EXTRAIT DE PAGE:
————
Celles d'amont avaient 3 pieds de large (environ 1 m.) et celles d'aval
4 pieds, l'intervalle entre les 2 entailles étant de 5 pieds.
-
- Les rainures d'aval ont été presqu'entièrement recouvertes par la
nouvelle construction et celles d'amont le sont par les eaux, ne
laissant voir que le sommet de la rainure de la rive droite.
-
- Un double système de canalisations, que l'on peut suivre sur quelques
centaines de mètres conduisait les eaux vers Glanum.
- Le premier forme un sentier à faible pente taillé dans le roc en
suivant les sinuosités de la montagne. Par endroit il est taillé en
auge, non pas pour le passage des eaux, mais plus probablement pour
retenir des tuyaux de plomb.
- Le second procède d'une autre technique. Des entailles ont été
faites dans le roc pour servir de base à un aqueduc aérien.
Parallèle au premier et le touchant presque, il s'en écarte seulement
et d'une manière importante pour s'éloigner d'une face et d'un
couloir d'éboulis, qui devaient endommager la première canalisation.
————
LISTE DES TÂCHES:
**a)** Quelles sont toutes les mesures exprimées en pieds dans l'extrait de page, et que mesure chacune d'elles ?
**b)** Citez l'extrait de page entre «- Le second» et «la première canalisation.», ces deux passages compris.
Les lignes n'ont aucun rapport avec l'extrait de page.

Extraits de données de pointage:
————
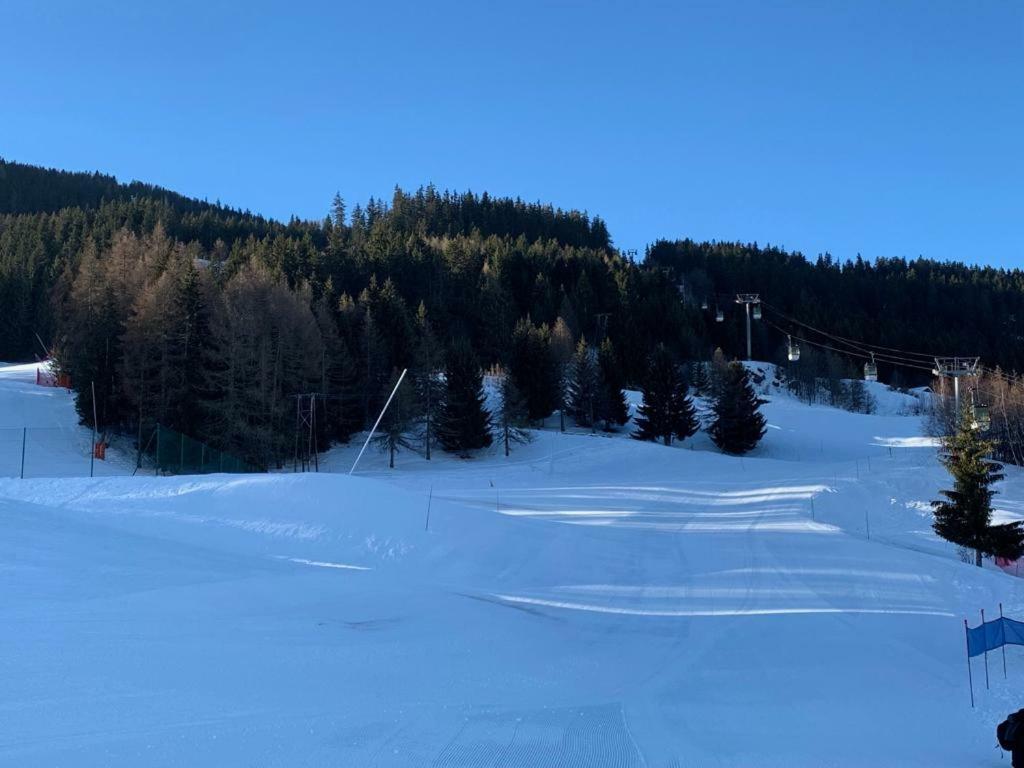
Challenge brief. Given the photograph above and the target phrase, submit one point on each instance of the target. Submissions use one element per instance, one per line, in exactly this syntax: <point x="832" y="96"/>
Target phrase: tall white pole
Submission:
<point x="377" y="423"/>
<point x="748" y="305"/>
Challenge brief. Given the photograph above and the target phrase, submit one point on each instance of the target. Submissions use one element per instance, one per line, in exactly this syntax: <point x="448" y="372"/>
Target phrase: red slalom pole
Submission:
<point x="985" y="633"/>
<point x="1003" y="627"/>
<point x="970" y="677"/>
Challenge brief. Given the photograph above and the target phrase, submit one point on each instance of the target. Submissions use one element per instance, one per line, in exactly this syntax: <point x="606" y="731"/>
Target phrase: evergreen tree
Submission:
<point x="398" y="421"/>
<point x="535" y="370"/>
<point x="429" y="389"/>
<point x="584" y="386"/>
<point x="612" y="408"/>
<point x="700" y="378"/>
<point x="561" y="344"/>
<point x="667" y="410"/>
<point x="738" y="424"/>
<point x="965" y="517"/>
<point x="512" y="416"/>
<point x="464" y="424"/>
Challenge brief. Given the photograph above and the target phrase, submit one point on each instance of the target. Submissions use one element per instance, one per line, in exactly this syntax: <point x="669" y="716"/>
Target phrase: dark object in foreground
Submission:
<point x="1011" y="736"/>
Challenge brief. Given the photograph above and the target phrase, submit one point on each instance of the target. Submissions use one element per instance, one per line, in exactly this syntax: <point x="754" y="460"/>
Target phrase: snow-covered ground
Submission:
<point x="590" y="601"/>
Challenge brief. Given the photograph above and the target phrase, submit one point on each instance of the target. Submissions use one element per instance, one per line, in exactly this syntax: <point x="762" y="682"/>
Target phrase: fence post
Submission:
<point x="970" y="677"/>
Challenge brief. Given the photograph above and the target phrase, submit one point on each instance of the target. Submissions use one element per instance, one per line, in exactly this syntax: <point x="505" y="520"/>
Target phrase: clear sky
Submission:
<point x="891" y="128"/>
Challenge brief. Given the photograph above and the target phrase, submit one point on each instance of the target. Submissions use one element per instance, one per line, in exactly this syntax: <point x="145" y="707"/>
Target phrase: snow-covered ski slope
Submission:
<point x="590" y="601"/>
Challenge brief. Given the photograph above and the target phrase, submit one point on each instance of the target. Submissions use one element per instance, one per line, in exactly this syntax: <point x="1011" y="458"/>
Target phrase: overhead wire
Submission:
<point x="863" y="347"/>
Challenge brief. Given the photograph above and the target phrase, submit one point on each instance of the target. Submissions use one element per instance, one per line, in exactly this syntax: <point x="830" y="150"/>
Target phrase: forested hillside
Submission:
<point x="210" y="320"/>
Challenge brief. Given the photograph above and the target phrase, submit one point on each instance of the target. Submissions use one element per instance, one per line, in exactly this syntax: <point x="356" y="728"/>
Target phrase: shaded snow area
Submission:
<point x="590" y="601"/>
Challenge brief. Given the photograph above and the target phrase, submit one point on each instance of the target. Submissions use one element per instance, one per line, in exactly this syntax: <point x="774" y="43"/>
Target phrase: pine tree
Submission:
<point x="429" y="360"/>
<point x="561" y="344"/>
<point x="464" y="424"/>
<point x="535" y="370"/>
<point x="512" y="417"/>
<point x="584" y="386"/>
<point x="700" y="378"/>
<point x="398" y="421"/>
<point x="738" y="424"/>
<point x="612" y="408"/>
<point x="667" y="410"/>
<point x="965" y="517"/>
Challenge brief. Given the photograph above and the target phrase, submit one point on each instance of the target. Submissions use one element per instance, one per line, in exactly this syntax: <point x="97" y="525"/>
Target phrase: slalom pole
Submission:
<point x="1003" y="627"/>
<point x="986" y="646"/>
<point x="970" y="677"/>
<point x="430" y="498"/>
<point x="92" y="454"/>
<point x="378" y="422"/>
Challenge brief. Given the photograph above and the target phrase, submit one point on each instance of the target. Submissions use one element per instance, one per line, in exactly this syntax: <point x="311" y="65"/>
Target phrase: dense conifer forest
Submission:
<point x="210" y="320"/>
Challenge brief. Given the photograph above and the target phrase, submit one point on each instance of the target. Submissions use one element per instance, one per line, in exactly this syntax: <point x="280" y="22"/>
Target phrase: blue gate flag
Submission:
————
RÉSULTATS ATTENDUS:
**a)**
3 pieds : la largeur de celles d'amont
4 pieds : la largeur de celles d'aval
5 pieds : l'intervalle entre les 2 entailles

**b)**
- Le second procède d'une autre technique. Des entailles ont été
faites dans le roc pour servir de base à un aqueduc aérien.
Parallèle au premier et le touchant presque, il s'en écarte seulement
et d'une manière importante pour s'éloigner d'une face et d'un
couloir d'éboulis, qui devaient endommager la première canalisation.